— WORK TO COMPLETE —
Copy everything in the listing below word for word, apart from any images.

>> START MATERIAL FOR THE TASK

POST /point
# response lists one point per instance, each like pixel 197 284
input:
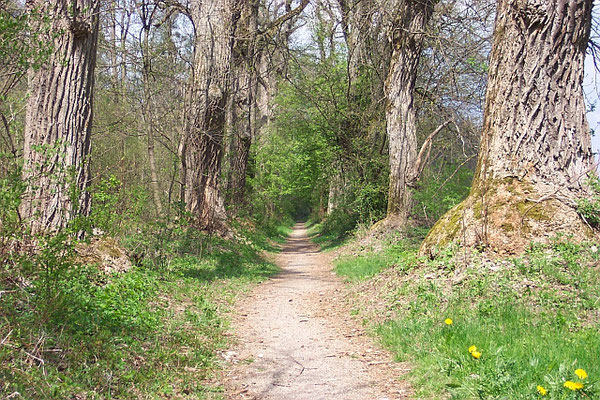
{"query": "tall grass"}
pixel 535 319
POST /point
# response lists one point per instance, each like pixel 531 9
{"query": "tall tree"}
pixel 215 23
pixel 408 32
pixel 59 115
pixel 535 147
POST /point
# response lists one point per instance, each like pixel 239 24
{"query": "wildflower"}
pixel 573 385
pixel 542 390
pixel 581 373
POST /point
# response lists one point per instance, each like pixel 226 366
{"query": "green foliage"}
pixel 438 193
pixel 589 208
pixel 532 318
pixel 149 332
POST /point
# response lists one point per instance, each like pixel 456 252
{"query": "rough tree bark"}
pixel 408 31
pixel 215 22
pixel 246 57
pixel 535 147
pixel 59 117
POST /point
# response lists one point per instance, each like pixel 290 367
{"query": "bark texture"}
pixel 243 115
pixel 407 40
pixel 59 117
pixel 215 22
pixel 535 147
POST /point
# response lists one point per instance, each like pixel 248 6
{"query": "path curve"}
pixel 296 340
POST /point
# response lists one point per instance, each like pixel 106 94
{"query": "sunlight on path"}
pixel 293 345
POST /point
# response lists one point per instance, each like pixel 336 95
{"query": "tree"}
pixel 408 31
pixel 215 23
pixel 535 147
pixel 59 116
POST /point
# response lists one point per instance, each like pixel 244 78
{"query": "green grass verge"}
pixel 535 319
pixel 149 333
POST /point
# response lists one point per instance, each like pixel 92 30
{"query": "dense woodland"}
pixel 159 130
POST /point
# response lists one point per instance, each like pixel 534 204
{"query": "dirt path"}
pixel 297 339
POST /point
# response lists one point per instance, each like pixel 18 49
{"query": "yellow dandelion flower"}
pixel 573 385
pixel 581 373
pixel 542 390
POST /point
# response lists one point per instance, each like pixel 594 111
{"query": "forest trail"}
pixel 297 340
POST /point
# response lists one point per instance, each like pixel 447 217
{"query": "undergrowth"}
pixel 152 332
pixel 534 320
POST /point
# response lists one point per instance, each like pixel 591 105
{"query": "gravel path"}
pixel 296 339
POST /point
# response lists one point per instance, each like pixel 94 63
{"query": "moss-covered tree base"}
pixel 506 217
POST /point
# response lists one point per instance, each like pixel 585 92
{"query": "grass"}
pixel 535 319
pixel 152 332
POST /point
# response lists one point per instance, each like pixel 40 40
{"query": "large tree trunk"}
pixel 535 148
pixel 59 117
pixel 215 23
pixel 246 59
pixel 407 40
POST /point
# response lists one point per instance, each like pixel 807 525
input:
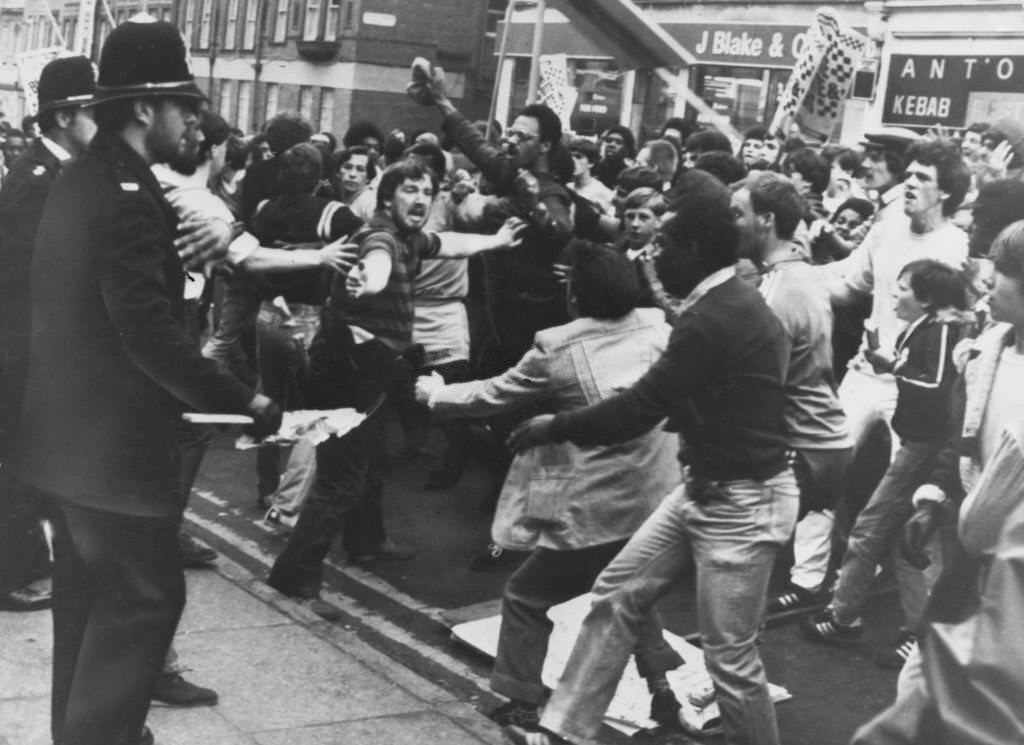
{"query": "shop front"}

>> END MATERIAL FOR THE TASK

— EXERCISE OUTPUT —
POST /point
# response lists one point per instance, each like pixel 197 284
input:
{"query": "tall grass"}
pixel 535 319
POST /point
# response lists one point per instance, each like pixel 531 9
{"query": "tall tree"}
pixel 215 23
pixel 408 32
pixel 59 115
pixel 535 147
POST /point
# response lists one point per instance, each like pixel 239 24
{"query": "wildflower"}
pixel 573 385
pixel 542 390
pixel 581 373
POST /point
# response lists one point per instance, each like pixel 226 366
{"query": "green foliage"}
pixel 438 193
pixel 589 208
pixel 532 318
pixel 149 332
POST /point
# response lists one point per instance, each like pixel 456 252
{"query": "rough tree bark"}
pixel 408 31
pixel 215 22
pixel 246 57
pixel 535 147
pixel 59 117
POST /point
# response lists one point per instance, each like pixel 290 367
{"query": "bark texture"}
pixel 243 115
pixel 407 40
pixel 59 117
pixel 215 22
pixel 535 147
POST /point
# response lists one point per instance, each like pixel 248 6
{"query": "path curve"}
pixel 296 340
POST /point
# response lists one point per instance, each like pixel 106 94
{"query": "sunlight on path"}
pixel 293 345
POST /point
# response lists one point per instance, each like pixel 336 95
{"query": "tree"}
pixel 408 31
pixel 215 23
pixel 535 147
pixel 59 116
POST /point
# response lists one point per instance, each like pixel 244 78
{"query": "green grass verge"}
pixel 535 319
pixel 149 333
POST /point
# response lists one point per instance, each like pixel 92 30
{"query": "dense woodland"}
pixel 159 130
POST /point
# response lists one point per instance, each like pixel 534 204
{"query": "dirt path"}
pixel 297 339
POST /point
# response lists one point per instance, each like pixel 18 49
{"query": "yellow dandelion flower"}
pixel 573 385
pixel 581 373
pixel 542 390
POST /point
# response lists one point per instance, each like pixel 594 111
{"query": "forest trail"}
pixel 297 340
POST /point
# response lists one point per instance, each like pixel 447 217
{"query": "undergrowth"}
pixel 152 332
pixel 534 320
POST /point
# response lists one point per instance, each like pixel 591 105
{"query": "gravel path"}
pixel 296 339
POST /point
# response lists one point per instance, each like pixel 94 63
{"query": "moss-covered tree base"}
pixel 506 217
POST /point
# response lists one point per instance, each like pixel 585 92
{"query": "grass"}
pixel 535 319
pixel 152 332
POST /point
# response lists one point per instance, each like pixel 40 40
{"query": "large tree trunk"}
pixel 535 148
pixel 59 117
pixel 215 23
pixel 246 59
pixel 407 40
POST /point
# response lists one point per instance, each like pixel 807 525
input:
{"query": "shop front"}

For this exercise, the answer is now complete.